(Aim of the task)
Please find every line in the records below that contains the word "label", and copy it.

(Records)
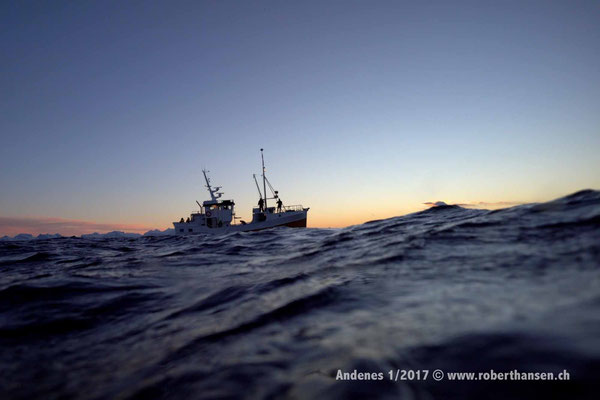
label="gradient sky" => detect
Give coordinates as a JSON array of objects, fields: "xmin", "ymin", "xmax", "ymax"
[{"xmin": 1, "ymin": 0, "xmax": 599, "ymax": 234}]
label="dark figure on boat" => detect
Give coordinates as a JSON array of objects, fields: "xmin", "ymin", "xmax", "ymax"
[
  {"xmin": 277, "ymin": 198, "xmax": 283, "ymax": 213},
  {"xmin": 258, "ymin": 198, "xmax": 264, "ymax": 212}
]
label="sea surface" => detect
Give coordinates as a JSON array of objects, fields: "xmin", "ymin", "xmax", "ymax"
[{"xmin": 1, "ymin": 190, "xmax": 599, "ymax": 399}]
* * *
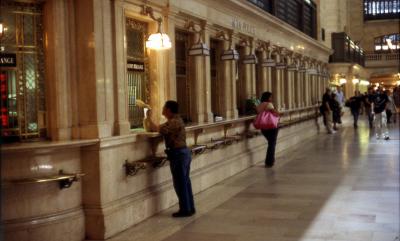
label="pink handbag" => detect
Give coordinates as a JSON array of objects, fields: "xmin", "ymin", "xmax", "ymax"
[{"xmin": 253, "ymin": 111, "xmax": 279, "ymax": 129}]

(Result for this exercise)
label="gradient sky" => detect
label="dark figure on boat" => detect
label="sea surface" => detect
label="pink handbag" => detect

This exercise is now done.